Consignes:
[1] Citez textuellement le passage de la critique consacrée à PJ Harvey qui commence aux mots « Depuis Stories from » et prend fin après les mots « aspirations sont ailleurs. ».
[2] Combien de lignes de la liste comportent le mot « older » ? Tenez compte de la casse et donnez seulement le nombre.

Texte source:
PJ Harvey – I Inside the Old Year Dying
À l’instar de Thom Yorke, Geoff Barrow ou Nick Cave, PJ Harvey fait partie de ces artistes rares dont la discographie semble dépasser la simple accumulation de bons disques pour constituer une œuvre, au sens où on pourrait le dire des toiles de grands maîtres ou de ces films réalisés par des démiurges un peu misanthropes distillant leur génie au compte-goutte… on attend un nouveau Radiohead comme jadis on attendait un Nagisa Ōshima ou un Terrence Malick. On sait que l’attente sera un peu longue, que l’objet ne sera pas forcément aimable au premier abord, qu’il va falloir l’apprivoiser quelque peu, mais qu’il ne laissera pas indifférent.
Depuis Stories from the City, Stories from the Sea, son dernier disque de rock basique aux singles accrocheurs, PJ Harvey a préféré, à la voie royale que la critique et le public semblaient avoir tracée pour elle, celle d’une héritière de Patti Smith ou Chrissie Hynde, des chemins bien moins fréquentés. Après un Uh Uh Her conçu comme une série d’esquisses délibérément laissées inachevées, Polly Jean délaissa la guitare pour le piano sur un White Chalk que je me surprends régulièrement à trouver meilleur que dans mon souvenir, puis a passé les dix-quinze années suivantes à déjouer les pronostics, faisant mentir les wishful thinkers qui attendaient le retour à la forme rock des débuts. Quinze ans plus tard, on peut le dire : la PJ Harvey de Dry ou To Bring You My Love ne reviendra jamais. Ses aspirations sont ailleurs.

Données fournies:
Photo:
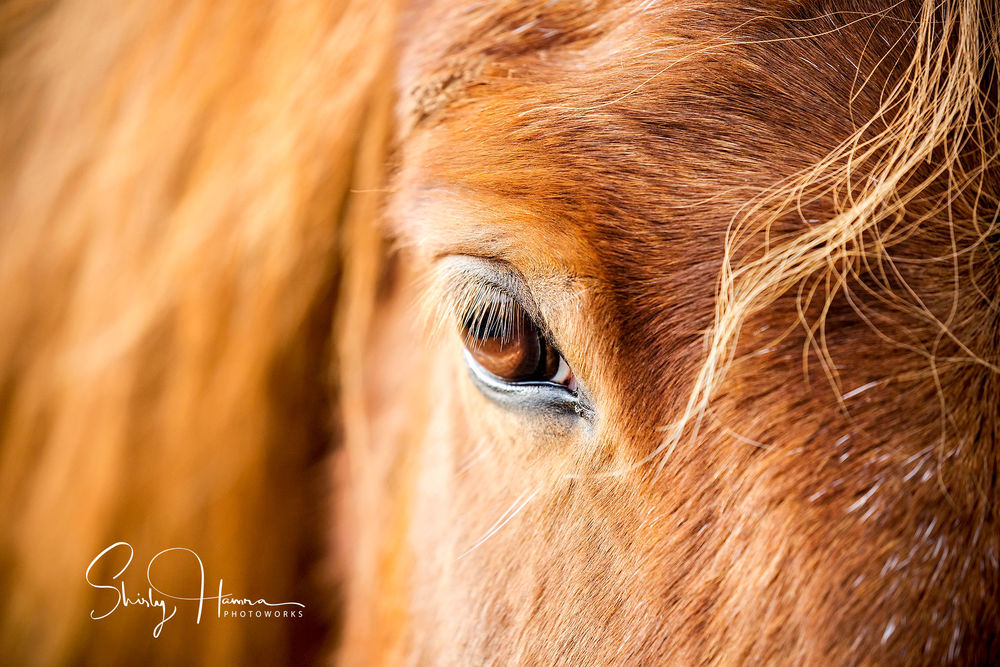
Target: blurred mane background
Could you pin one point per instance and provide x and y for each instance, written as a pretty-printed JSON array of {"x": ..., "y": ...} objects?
[{"x": 173, "y": 188}]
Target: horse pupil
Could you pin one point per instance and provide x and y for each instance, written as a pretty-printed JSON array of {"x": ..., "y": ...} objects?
[{"x": 509, "y": 347}]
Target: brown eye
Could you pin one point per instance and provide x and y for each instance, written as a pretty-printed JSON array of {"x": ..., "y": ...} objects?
[{"x": 504, "y": 341}]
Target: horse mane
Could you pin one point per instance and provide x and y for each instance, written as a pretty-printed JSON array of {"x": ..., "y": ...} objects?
[
  {"x": 172, "y": 197},
  {"x": 187, "y": 199}
]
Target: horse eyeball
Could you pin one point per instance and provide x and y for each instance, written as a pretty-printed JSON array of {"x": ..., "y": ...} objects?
[{"x": 508, "y": 346}]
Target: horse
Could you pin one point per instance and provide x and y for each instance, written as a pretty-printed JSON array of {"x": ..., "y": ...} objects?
[{"x": 607, "y": 332}]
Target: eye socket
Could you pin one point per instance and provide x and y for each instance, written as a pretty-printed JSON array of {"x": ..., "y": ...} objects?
[{"x": 502, "y": 338}]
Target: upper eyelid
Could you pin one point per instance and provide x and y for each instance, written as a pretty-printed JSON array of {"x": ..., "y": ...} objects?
[{"x": 466, "y": 273}]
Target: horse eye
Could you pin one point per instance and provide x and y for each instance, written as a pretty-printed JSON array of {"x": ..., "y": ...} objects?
[{"x": 505, "y": 342}]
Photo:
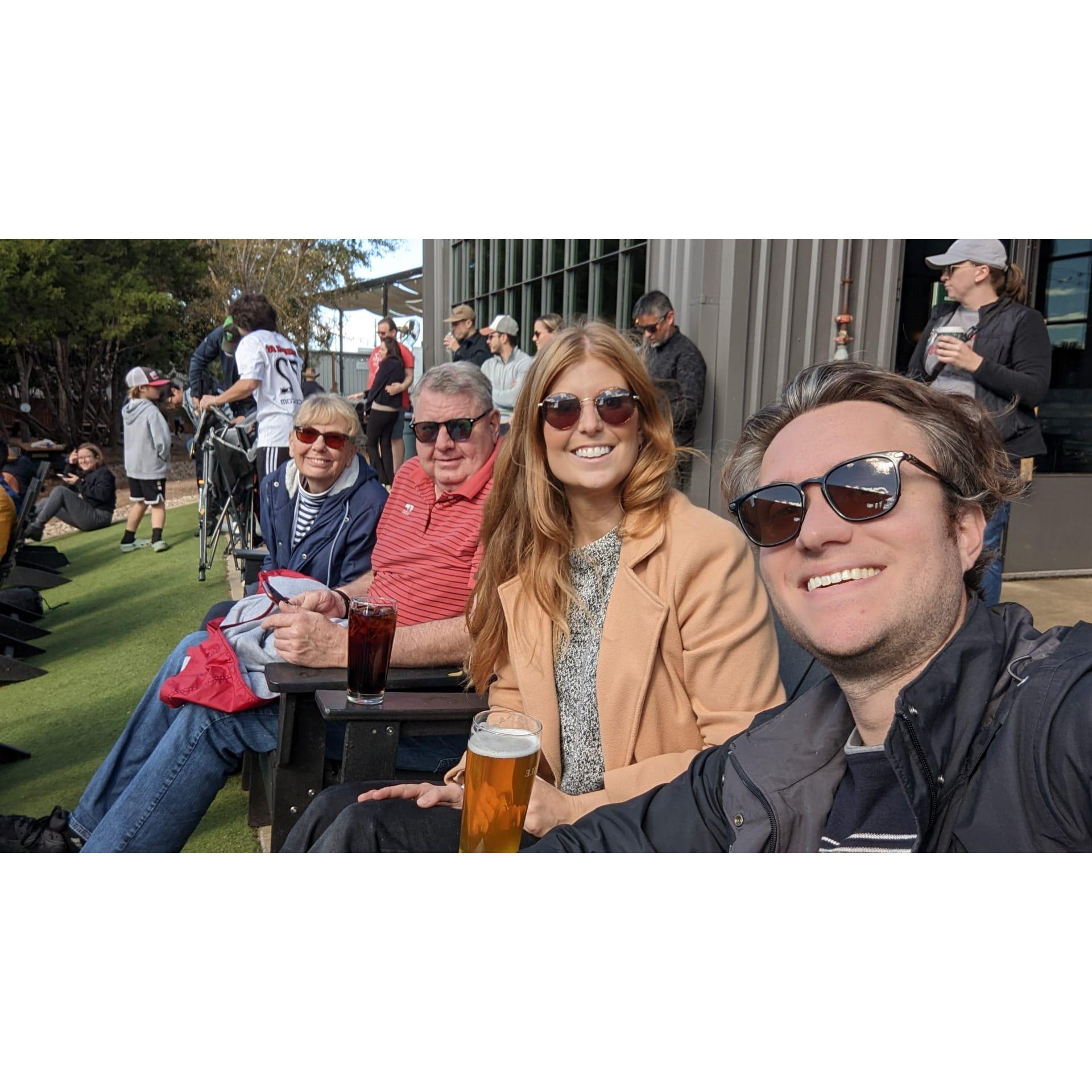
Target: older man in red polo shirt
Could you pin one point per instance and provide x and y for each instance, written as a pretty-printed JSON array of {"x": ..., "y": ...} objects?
[{"x": 427, "y": 547}]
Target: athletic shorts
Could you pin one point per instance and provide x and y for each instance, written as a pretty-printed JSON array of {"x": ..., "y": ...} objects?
[
  {"x": 269, "y": 459},
  {"x": 148, "y": 491}
]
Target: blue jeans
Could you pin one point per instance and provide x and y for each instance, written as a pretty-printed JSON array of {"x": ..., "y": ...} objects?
[
  {"x": 993, "y": 540},
  {"x": 168, "y": 764}
]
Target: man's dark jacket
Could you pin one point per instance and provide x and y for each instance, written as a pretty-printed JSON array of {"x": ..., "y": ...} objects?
[
  {"x": 1016, "y": 363},
  {"x": 204, "y": 382},
  {"x": 474, "y": 350},
  {"x": 988, "y": 764},
  {"x": 679, "y": 370}
]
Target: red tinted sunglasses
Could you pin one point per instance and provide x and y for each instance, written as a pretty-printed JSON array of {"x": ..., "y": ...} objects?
[
  {"x": 307, "y": 435},
  {"x": 614, "y": 406}
]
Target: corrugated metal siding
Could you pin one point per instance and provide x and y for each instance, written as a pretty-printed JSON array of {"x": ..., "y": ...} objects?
[{"x": 763, "y": 309}]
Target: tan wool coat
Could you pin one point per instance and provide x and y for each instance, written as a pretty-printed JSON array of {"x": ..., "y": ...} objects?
[{"x": 688, "y": 653}]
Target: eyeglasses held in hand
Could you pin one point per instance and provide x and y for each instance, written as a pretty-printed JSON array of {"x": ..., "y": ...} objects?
[
  {"x": 307, "y": 435},
  {"x": 614, "y": 406},
  {"x": 459, "y": 428},
  {"x": 859, "y": 490}
]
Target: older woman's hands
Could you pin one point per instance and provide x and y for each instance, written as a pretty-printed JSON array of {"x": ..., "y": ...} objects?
[{"x": 307, "y": 639}]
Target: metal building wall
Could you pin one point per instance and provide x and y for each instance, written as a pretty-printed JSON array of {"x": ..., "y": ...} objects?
[{"x": 763, "y": 309}]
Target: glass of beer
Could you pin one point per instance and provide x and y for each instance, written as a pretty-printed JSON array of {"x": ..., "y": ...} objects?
[
  {"x": 502, "y": 763},
  {"x": 371, "y": 623}
]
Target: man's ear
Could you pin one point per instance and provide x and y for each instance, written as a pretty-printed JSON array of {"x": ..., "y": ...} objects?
[{"x": 970, "y": 532}]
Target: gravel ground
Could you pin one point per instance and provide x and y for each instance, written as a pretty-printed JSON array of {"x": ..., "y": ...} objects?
[{"x": 181, "y": 485}]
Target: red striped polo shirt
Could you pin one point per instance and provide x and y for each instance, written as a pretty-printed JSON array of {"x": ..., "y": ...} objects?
[{"x": 427, "y": 547}]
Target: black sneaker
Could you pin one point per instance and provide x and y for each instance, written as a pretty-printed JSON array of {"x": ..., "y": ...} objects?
[{"x": 49, "y": 834}]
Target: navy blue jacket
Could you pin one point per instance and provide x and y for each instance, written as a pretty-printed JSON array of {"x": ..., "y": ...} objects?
[
  {"x": 338, "y": 548},
  {"x": 202, "y": 382}
]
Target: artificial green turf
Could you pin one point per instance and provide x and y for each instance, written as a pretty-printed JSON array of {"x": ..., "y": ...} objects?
[{"x": 110, "y": 629}]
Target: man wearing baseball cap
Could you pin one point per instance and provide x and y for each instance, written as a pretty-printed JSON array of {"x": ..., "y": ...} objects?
[
  {"x": 464, "y": 340},
  {"x": 983, "y": 342},
  {"x": 148, "y": 457},
  {"x": 507, "y": 366}
]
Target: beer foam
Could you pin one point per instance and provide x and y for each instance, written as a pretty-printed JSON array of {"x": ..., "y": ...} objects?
[{"x": 504, "y": 743}]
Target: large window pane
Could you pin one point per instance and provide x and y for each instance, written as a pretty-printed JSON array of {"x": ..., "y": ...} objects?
[
  {"x": 606, "y": 305},
  {"x": 555, "y": 293},
  {"x": 580, "y": 284},
  {"x": 1066, "y": 296}
]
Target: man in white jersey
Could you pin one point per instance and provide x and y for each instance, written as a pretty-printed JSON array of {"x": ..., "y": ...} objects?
[{"x": 270, "y": 370}]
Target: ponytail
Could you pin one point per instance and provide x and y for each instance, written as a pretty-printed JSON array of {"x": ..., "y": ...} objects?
[{"x": 1010, "y": 283}]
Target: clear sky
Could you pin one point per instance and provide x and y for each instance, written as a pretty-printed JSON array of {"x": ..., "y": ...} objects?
[{"x": 359, "y": 327}]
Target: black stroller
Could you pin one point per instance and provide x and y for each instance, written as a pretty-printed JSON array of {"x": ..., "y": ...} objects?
[{"x": 228, "y": 483}]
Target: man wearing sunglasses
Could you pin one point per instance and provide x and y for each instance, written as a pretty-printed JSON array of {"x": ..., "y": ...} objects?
[
  {"x": 464, "y": 340},
  {"x": 677, "y": 369},
  {"x": 946, "y": 725},
  {"x": 507, "y": 367}
]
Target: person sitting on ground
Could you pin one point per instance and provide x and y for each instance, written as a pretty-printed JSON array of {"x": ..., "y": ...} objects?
[
  {"x": 321, "y": 507},
  {"x": 148, "y": 458},
  {"x": 662, "y": 637},
  {"x": 544, "y": 329},
  {"x": 88, "y": 498},
  {"x": 21, "y": 469},
  {"x": 945, "y": 726},
  {"x": 383, "y": 407},
  {"x": 166, "y": 768}
]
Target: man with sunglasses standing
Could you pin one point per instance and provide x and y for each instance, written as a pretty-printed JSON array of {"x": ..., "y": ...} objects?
[
  {"x": 677, "y": 369},
  {"x": 945, "y": 726},
  {"x": 464, "y": 340},
  {"x": 983, "y": 342},
  {"x": 507, "y": 367}
]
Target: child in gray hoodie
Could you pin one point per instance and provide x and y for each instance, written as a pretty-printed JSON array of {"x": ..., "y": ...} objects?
[{"x": 148, "y": 457}]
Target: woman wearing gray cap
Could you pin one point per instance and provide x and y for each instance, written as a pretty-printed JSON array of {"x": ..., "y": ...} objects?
[{"x": 984, "y": 342}]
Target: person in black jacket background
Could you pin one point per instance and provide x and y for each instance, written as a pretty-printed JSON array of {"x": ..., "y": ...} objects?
[
  {"x": 946, "y": 726},
  {"x": 88, "y": 498},
  {"x": 1000, "y": 355}
]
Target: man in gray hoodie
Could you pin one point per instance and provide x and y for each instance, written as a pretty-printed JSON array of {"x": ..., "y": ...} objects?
[
  {"x": 507, "y": 367},
  {"x": 148, "y": 457}
]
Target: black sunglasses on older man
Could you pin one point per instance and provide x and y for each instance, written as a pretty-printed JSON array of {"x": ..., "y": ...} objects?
[
  {"x": 459, "y": 428},
  {"x": 859, "y": 490}
]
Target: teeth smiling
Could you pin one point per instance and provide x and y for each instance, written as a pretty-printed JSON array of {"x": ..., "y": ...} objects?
[{"x": 840, "y": 577}]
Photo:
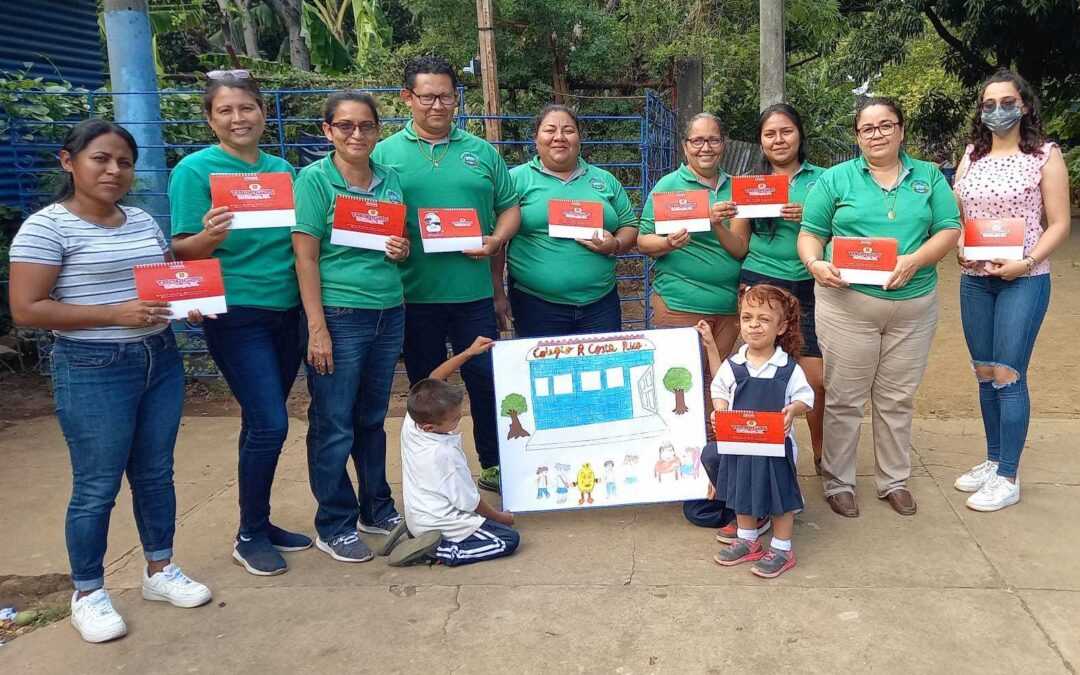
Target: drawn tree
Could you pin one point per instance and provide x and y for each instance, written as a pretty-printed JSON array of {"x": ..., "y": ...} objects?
[
  {"x": 512, "y": 406},
  {"x": 677, "y": 380}
]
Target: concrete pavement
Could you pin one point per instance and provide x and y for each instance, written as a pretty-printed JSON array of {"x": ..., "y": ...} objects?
[{"x": 626, "y": 590}]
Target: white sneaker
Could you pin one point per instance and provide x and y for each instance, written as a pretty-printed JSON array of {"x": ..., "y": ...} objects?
[
  {"x": 974, "y": 478},
  {"x": 996, "y": 494},
  {"x": 173, "y": 586},
  {"x": 95, "y": 619}
]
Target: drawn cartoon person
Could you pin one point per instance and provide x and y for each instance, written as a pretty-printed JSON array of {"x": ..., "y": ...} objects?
[
  {"x": 562, "y": 483},
  {"x": 585, "y": 483},
  {"x": 630, "y": 469},
  {"x": 610, "y": 480},
  {"x": 669, "y": 462},
  {"x": 691, "y": 462},
  {"x": 542, "y": 483}
]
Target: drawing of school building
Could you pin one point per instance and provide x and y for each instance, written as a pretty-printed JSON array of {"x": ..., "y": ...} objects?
[{"x": 597, "y": 390}]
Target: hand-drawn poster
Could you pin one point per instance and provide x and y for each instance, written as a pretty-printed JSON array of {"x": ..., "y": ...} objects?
[{"x": 599, "y": 420}]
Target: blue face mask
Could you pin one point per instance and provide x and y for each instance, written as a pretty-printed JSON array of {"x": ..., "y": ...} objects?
[{"x": 1000, "y": 120}]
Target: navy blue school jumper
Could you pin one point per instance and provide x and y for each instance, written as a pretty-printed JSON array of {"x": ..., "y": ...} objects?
[{"x": 750, "y": 484}]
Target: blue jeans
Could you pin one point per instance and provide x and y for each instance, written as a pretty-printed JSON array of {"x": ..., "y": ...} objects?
[
  {"x": 427, "y": 329},
  {"x": 258, "y": 353},
  {"x": 119, "y": 405},
  {"x": 1001, "y": 320},
  {"x": 346, "y": 416},
  {"x": 538, "y": 318}
]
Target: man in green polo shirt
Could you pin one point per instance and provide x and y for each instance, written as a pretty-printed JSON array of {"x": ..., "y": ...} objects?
[{"x": 451, "y": 296}]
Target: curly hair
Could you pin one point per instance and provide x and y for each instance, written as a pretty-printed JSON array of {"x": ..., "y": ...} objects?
[
  {"x": 1030, "y": 125},
  {"x": 786, "y": 305}
]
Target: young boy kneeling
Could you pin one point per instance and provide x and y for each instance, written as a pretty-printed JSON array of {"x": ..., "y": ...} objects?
[{"x": 439, "y": 490}]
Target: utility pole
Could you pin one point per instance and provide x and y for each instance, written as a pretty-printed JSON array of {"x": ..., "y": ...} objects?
[
  {"x": 489, "y": 77},
  {"x": 134, "y": 84},
  {"x": 773, "y": 59}
]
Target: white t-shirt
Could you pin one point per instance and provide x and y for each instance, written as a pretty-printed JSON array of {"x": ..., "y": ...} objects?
[
  {"x": 436, "y": 485},
  {"x": 798, "y": 388}
]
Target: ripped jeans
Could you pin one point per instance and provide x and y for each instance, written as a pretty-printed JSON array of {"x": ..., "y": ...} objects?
[{"x": 1001, "y": 320}]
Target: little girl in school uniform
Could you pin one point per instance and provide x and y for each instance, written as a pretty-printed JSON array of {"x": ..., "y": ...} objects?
[{"x": 761, "y": 376}]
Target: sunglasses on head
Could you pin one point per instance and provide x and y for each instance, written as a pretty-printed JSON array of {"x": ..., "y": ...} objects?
[{"x": 239, "y": 73}]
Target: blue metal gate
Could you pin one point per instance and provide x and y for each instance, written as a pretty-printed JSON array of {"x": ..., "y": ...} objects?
[{"x": 637, "y": 148}]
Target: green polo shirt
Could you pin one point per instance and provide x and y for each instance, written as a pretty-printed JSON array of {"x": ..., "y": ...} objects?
[
  {"x": 470, "y": 174},
  {"x": 562, "y": 270},
  {"x": 701, "y": 277},
  {"x": 848, "y": 202},
  {"x": 257, "y": 264},
  {"x": 772, "y": 248},
  {"x": 355, "y": 278}
]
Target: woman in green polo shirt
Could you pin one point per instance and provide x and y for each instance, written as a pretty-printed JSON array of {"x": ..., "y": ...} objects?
[
  {"x": 773, "y": 257},
  {"x": 875, "y": 339},
  {"x": 566, "y": 286},
  {"x": 697, "y": 273},
  {"x": 256, "y": 343},
  {"x": 355, "y": 322}
]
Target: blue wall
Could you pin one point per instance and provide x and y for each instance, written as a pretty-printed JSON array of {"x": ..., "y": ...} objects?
[{"x": 53, "y": 35}]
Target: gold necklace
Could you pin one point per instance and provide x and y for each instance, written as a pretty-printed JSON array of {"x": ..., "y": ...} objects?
[{"x": 431, "y": 156}]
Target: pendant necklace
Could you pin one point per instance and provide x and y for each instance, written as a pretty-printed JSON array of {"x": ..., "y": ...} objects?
[{"x": 430, "y": 156}]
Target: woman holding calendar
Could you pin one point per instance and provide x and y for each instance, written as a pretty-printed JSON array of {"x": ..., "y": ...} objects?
[
  {"x": 887, "y": 219},
  {"x": 349, "y": 239},
  {"x": 256, "y": 343}
]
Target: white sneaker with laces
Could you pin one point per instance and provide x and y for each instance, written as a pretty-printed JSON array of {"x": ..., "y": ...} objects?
[
  {"x": 95, "y": 619},
  {"x": 172, "y": 585},
  {"x": 974, "y": 478},
  {"x": 996, "y": 494}
]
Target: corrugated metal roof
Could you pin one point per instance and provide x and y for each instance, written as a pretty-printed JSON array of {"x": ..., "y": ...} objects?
[{"x": 56, "y": 37}]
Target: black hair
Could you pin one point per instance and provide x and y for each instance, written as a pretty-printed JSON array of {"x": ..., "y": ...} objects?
[
  {"x": 767, "y": 227},
  {"x": 554, "y": 107},
  {"x": 216, "y": 84},
  {"x": 335, "y": 99},
  {"x": 430, "y": 401},
  {"x": 1031, "y": 136},
  {"x": 879, "y": 100},
  {"x": 80, "y": 136},
  {"x": 429, "y": 64}
]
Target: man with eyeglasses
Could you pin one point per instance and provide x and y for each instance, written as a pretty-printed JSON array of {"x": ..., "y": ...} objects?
[{"x": 453, "y": 296}]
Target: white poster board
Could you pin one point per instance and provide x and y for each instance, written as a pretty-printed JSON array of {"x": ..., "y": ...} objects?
[{"x": 599, "y": 420}]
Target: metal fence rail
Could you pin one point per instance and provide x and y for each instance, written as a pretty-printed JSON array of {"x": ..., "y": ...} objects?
[{"x": 638, "y": 149}]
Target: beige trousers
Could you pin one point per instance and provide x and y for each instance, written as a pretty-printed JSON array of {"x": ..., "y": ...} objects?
[{"x": 875, "y": 350}]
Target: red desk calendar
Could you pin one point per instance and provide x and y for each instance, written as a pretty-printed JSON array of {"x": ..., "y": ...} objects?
[
  {"x": 991, "y": 239},
  {"x": 364, "y": 223},
  {"x": 255, "y": 200},
  {"x": 864, "y": 260},
  {"x": 574, "y": 219},
  {"x": 444, "y": 230},
  {"x": 759, "y": 197},
  {"x": 748, "y": 432},
  {"x": 185, "y": 285},
  {"x": 676, "y": 211}
]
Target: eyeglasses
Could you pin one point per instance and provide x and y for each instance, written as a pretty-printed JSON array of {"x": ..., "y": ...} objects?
[
  {"x": 348, "y": 129},
  {"x": 429, "y": 99},
  {"x": 1006, "y": 105},
  {"x": 698, "y": 142},
  {"x": 239, "y": 73},
  {"x": 886, "y": 129}
]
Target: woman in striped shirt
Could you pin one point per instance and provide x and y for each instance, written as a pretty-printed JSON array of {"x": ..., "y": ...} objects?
[{"x": 118, "y": 379}]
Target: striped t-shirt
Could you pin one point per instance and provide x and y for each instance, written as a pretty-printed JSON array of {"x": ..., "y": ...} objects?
[{"x": 95, "y": 261}]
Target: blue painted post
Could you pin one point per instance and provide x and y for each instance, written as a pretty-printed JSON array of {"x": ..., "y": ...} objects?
[{"x": 134, "y": 85}]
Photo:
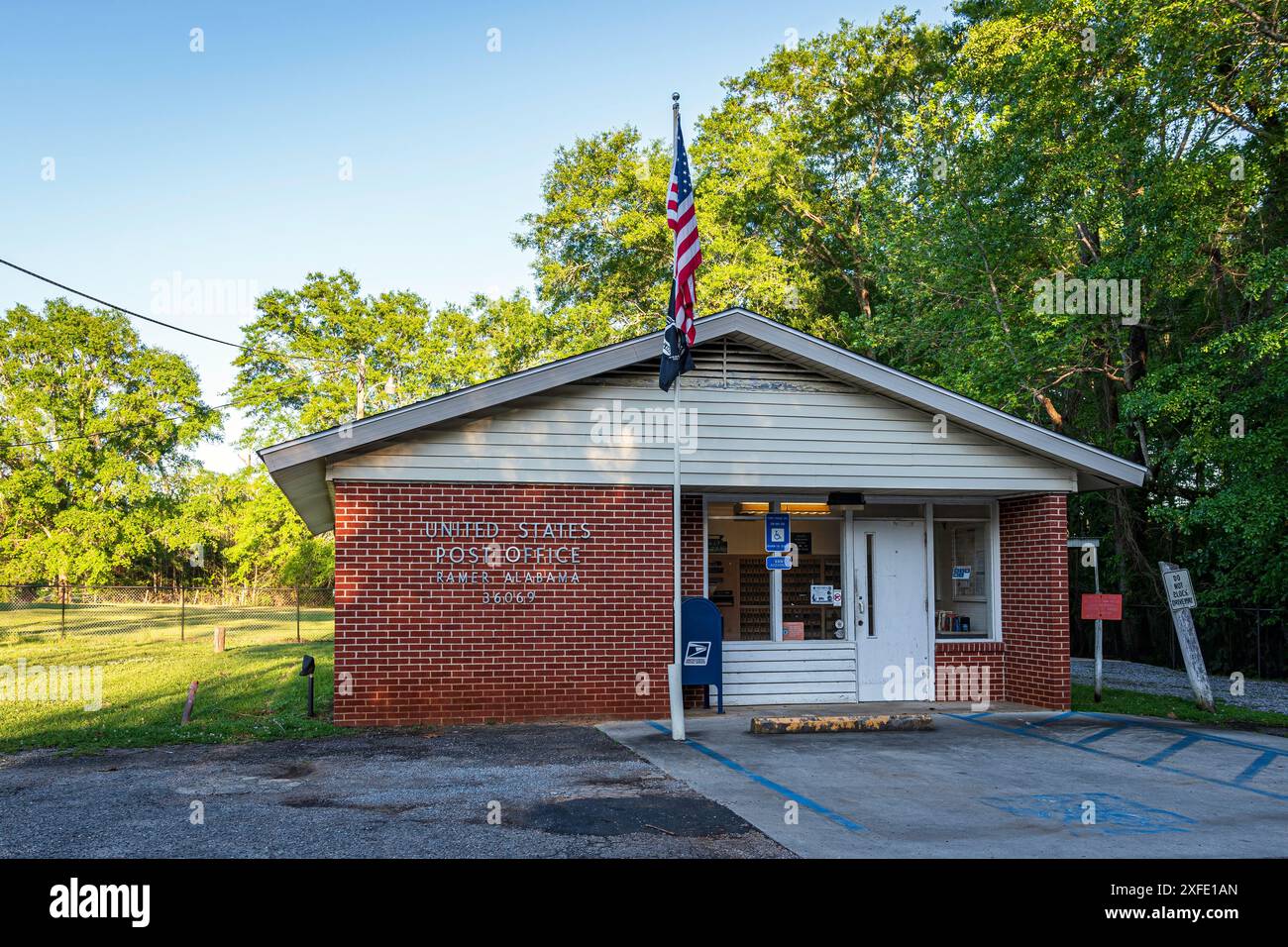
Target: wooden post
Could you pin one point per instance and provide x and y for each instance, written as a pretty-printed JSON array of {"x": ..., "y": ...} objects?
[
  {"x": 1189, "y": 641},
  {"x": 192, "y": 698},
  {"x": 1100, "y": 631}
]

Corrigé des exercices:
[1]
Depuis Stories from the City, Stories from the Sea, son dernier disque de rock basique aux singles accrocheurs, PJ Harvey a préféré, à la voie royale que la critique et le public semblaient avoir tracée pour elle, celle d’une héritière de Patti Smith ou Chrissie Hynde, des chemins bien moins fréquentés. Après un Uh Uh Her conçu comme une série d’esquisses délibérément laissées inachevées, Polly Jean délaissa la guitare pour le piano sur un White Chalk que je me surprends régulièrement à trouver meilleur que dans mon souvenir, puis a passé les dix-quinze années suivantes à déjouer les pronostics, faisant mentir les wishful thinkers qui attendaient le retour à la forme rock des débuts. Quinze ans plus tard, on peut le dire : la PJ Harvey de Dry ou To Bring You My Love ne reviendra jamais. Ses aspirations sont ailleurs.

[2] 3